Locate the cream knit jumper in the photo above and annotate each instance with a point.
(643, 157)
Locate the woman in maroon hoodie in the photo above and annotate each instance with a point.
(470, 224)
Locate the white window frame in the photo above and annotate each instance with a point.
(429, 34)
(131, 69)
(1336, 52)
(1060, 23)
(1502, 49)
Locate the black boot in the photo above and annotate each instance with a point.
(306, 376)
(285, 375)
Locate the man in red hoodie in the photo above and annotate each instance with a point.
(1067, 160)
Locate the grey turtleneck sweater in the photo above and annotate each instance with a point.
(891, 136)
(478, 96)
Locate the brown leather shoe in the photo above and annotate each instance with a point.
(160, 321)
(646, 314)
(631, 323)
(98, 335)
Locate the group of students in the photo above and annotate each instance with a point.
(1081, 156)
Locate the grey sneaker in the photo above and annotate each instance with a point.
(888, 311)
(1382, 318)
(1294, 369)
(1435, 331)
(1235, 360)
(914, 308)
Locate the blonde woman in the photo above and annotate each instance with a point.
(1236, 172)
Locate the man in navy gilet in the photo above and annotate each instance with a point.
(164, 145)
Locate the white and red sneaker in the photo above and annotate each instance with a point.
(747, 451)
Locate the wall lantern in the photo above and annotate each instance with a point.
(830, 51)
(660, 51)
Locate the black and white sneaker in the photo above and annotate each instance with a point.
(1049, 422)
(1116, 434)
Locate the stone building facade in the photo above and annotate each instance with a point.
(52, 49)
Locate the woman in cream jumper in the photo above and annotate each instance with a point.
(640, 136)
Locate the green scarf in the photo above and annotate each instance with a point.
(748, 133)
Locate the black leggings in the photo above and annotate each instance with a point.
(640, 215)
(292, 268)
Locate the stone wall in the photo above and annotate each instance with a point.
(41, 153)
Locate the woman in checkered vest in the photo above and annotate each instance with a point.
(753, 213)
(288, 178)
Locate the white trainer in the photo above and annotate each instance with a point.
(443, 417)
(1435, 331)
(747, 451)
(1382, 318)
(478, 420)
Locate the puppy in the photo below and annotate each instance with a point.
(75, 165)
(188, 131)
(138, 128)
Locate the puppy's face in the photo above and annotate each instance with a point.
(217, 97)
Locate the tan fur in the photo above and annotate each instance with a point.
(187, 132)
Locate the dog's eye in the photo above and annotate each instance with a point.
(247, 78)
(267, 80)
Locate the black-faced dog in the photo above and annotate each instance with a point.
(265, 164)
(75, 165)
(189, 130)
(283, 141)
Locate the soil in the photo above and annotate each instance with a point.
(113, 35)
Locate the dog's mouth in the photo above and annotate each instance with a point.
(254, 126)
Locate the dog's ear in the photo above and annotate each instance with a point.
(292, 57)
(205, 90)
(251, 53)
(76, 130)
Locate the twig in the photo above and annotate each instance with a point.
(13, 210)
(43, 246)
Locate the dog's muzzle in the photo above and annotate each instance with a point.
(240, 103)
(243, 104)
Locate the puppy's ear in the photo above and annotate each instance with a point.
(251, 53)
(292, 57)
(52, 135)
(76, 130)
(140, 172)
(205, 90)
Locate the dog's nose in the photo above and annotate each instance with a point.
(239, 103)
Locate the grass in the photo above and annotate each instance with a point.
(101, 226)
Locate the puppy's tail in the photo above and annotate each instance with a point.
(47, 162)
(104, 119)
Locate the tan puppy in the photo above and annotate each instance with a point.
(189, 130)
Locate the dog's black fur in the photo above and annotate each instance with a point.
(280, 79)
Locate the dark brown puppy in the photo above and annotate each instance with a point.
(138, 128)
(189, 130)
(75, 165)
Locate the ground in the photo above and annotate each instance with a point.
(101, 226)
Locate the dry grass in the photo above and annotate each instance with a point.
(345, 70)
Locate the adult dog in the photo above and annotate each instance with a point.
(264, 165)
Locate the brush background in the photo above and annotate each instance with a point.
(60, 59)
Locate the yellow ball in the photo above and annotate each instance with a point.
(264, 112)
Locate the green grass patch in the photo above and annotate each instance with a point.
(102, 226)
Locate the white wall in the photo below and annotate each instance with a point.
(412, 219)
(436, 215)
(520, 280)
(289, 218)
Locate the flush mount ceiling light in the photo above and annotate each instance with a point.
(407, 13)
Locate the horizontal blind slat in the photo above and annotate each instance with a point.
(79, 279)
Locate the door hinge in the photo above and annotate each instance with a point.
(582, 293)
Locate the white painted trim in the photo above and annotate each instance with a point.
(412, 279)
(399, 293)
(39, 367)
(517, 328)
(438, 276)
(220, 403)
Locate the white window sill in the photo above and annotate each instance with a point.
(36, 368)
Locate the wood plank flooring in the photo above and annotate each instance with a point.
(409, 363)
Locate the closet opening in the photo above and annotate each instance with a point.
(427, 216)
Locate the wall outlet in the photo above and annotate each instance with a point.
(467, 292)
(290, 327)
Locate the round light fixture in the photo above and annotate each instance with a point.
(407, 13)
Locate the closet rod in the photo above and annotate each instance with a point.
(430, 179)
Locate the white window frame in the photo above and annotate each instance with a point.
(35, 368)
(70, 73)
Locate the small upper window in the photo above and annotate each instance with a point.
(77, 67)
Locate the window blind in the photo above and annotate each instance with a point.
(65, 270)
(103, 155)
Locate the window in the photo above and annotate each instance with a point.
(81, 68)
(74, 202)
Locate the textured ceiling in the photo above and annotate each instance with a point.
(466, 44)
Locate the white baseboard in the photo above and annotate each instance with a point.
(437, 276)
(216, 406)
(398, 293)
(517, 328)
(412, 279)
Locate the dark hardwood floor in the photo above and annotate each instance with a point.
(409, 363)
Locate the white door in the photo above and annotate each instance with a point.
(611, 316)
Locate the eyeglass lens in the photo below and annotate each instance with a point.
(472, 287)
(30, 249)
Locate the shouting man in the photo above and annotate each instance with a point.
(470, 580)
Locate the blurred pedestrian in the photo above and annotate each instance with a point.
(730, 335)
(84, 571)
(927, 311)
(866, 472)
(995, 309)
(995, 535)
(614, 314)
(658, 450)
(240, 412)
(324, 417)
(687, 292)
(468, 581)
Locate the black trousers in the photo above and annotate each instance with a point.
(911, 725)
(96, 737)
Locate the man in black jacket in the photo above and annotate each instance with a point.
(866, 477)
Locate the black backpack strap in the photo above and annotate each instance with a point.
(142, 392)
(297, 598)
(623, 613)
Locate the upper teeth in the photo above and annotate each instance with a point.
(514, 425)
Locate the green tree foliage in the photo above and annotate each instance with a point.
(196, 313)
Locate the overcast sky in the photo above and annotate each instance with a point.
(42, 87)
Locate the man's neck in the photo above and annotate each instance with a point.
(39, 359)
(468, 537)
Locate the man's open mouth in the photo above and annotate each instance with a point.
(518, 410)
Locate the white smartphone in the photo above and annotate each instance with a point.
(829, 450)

....

#### WHAT YOU SHOULD DO:
Reproduce the material exactly, from the first line to the last.

#### WORKED SOLUTION:
Locate the cream knit jumper in the photo above and annotate each instance with a point.
(643, 157)
Locate the woman in maroon hoodie in the photo above and annotate each instance with a point.
(470, 224)
Locate the white window frame in the photo above and annotate each instance with a point.
(429, 34)
(131, 69)
(1336, 52)
(1060, 23)
(1502, 49)
Locate the black boot in the photo above and annotate each instance with a point.
(306, 376)
(285, 375)
Locate the man in red hoodie in the photo above and annotate each instance with a point.
(1067, 160)
Locate the grey turtleneck sweater in the photo above and annotate each instance with a point.
(891, 136)
(478, 96)
Locate the brown leather shoe in the photo above and annotate each instance with a point.
(160, 321)
(646, 314)
(631, 323)
(98, 335)
Locate the group of students in the photo above and annotate each instance with a point.
(1081, 156)
Locate the grey sneaker in the photo above and annotate each instance with a point.
(888, 311)
(1382, 318)
(1294, 369)
(1435, 331)
(1235, 360)
(914, 308)
Locate the blonde woman in the photo above and annotate each instance with a point.
(1236, 172)
Locate the man in navy gilet in the photo above and annotate each instance with a point.
(164, 145)
Locate the white and red sneaker in the photo above and annotate each instance with a point.
(747, 451)
Locate the wall lantern in the photo above and annotate each instance with a point.
(830, 51)
(660, 51)
Locate the black and white sneaker in the photo above and annotate each instance with a point.
(1049, 422)
(1116, 434)
Locate the stone building facade in the photo above and annotate each instance with a point.
(52, 49)
Locate the woman in cream jumper in the photo above and annotate each instance with a point.
(640, 136)
Locate the green scarf in the photo above and annotate each instance with a point.
(748, 133)
Locate the black leggings in the photo above and annotate each instance with a point.
(640, 215)
(292, 268)
Locate the stone wall in the photo above and annotate each instance with a point.
(41, 153)
Locate the woman in checkered vest in the photo above and annotate each instance with a point.
(753, 213)
(288, 178)
Locate the white trainer in the photo above and annotate each instance with a point.
(443, 417)
(1435, 331)
(747, 451)
(1382, 318)
(478, 420)
Locate the puppy in the photo below and annotate each instance with a point.
(75, 165)
(188, 131)
(138, 128)
Locate the puppy's face in the photo above and annotate each instance with a point.
(217, 97)
Locate the tan fur in the photo above and annotate each instance with a point.
(187, 132)
Locate the dog's eye in the photo above and annotate each instance with a point.
(247, 78)
(267, 80)
Locate the black-faced dog in the photo above and annotate each instance with a point.
(265, 164)
(75, 165)
(189, 130)
(283, 141)
Locate the soil in the photo above and annotate each instance with a point.
(113, 35)
Locate the dog's mouth in the photo above and annotate each instance with a point.
(254, 126)
Locate the dog's ear in the photo above and annotate each instance with a point.
(292, 57)
(205, 90)
(251, 53)
(76, 130)
Locate the twig in the photo above and annotate each instance with a point.
(13, 210)
(43, 246)
Locate the dog's muzzle in the photo above and annotate each instance with a point.
(240, 103)
(243, 104)
Locate the puppy's ear in the photo above and annotate each instance with a point.
(251, 53)
(292, 57)
(52, 135)
(76, 130)
(140, 172)
(205, 90)
Locate the dog's nose in the photo above and annotate each instance with a point.
(239, 103)
Locate the grass in the photo above and annotate each instance with a point.
(101, 226)
Locate the puppy's tail in the photo above and annotate each instance with a point.
(47, 162)
(104, 119)
Locate the tan puppy in the photo above and annotate each instance with a point.
(189, 130)
Locate the dog's black fur in the photo above and annotate each instance with a point.
(280, 79)
Locate the dark brown puppy in the photo above and annotate each instance with a point.
(138, 128)
(189, 130)
(75, 165)
Locate the ground in the photo above and annotate each instance with a point.
(101, 226)
Locate the dry grass in the photo above and annotate each instance with a point.
(345, 70)
Locate the adult dog in the photo above and annotate each instance with a point.
(264, 165)
Locate the brush background in the photo above and annotate each instance with a point.
(60, 59)
Locate the yellow ball in the photo above and annotate each instance with a point.
(264, 112)
Locate the green grass patch in the photo above and annotate each instance with a point.
(102, 226)
Locate the white wall in the photo below and annotate each instance with a point.
(412, 219)
(436, 215)
(520, 280)
(289, 218)
Locate the flush mount ceiling light in the photo above and annotate each instance with a point.
(407, 13)
Locate the horizontal blind slat in the photo above and annotate each instance with a point.
(79, 279)
Locate the door hinge in the photo above and annotate each instance with a point.
(582, 293)
Locate the white painted trim in the photo above and annotate each instance with a point.
(412, 279)
(399, 293)
(39, 367)
(517, 328)
(438, 276)
(220, 403)
Locate the white window sill in the photo above and annotate each instance with a point.
(36, 368)
Locate the wood plank flooring in the photo above and annotate each instance with a point.
(409, 363)
Locate the closet opening in the photo above and annotate each instance with a point.
(427, 216)
Locate the wall outlet in the photo above and annotate each instance with a point.
(467, 292)
(290, 327)
Locate the round light fixture in the photo above and annotate each instance with a point.
(407, 13)
Locate the closet rod in the photo above and annotate each instance with a point.
(430, 179)
Locate the white window frame in the photo above and annotate each instance with a point.
(35, 368)
(70, 73)
Locate the small upper window in the photo above and annotate each instance with a point.
(77, 67)
Locate the window blind in the photo above and annotate each instance with a point.
(65, 270)
(103, 155)
Locate the window in the photo above and annotate each instance with a point.
(81, 68)
(74, 202)
Locate the textured ceiling in the photo above and annotate each instance with a point.
(466, 44)
Locate the white baseboard in the photo above and annotate each instance with a point.
(437, 276)
(216, 406)
(398, 293)
(517, 328)
(412, 279)
Locate the dark hardwood floor in the photo above and annotate each instance with a point.
(409, 363)
Locate the white door in the photo above and annotate each instance with a point.
(611, 316)
Locate the eyeglass lens in the photo below and annotate each instance with a point.
(472, 287)
(30, 249)
Locate the shouting man in the photo above and annotate each instance with a point.
(470, 580)
Locate the blurred pedestrian in the photo above and annotate each instance with a point.
(730, 335)
(84, 571)
(927, 311)
(866, 472)
(995, 309)
(995, 535)
(614, 314)
(658, 450)
(240, 412)
(324, 417)
(687, 292)
(468, 581)
Locate the black trousers in the photo above and annotate each instance with a point.
(911, 725)
(96, 737)
Locate the man in black jacket in the photo above and annotate each instance with a point.
(866, 477)
Locate the black backpack strap in the photo above and annotate each instance with a point.
(142, 392)
(297, 598)
(623, 613)
Locate the upper teeth in the photo above and annotate each instance with a point.
(514, 425)
Locate the green tree foliage in the photo above and annotate each instance with a point.
(196, 313)
Locate the overcast sky in the photo above and annotate each instance with a point.
(42, 87)
Locate the man's neck in the photo above and annotate each instance with a point.
(39, 359)
(468, 537)
Locate the man's open mouth in the photo above and annotate each instance with a point.
(518, 410)
Locate the white smartphone in the photo above and annotate each instance with a point.
(829, 450)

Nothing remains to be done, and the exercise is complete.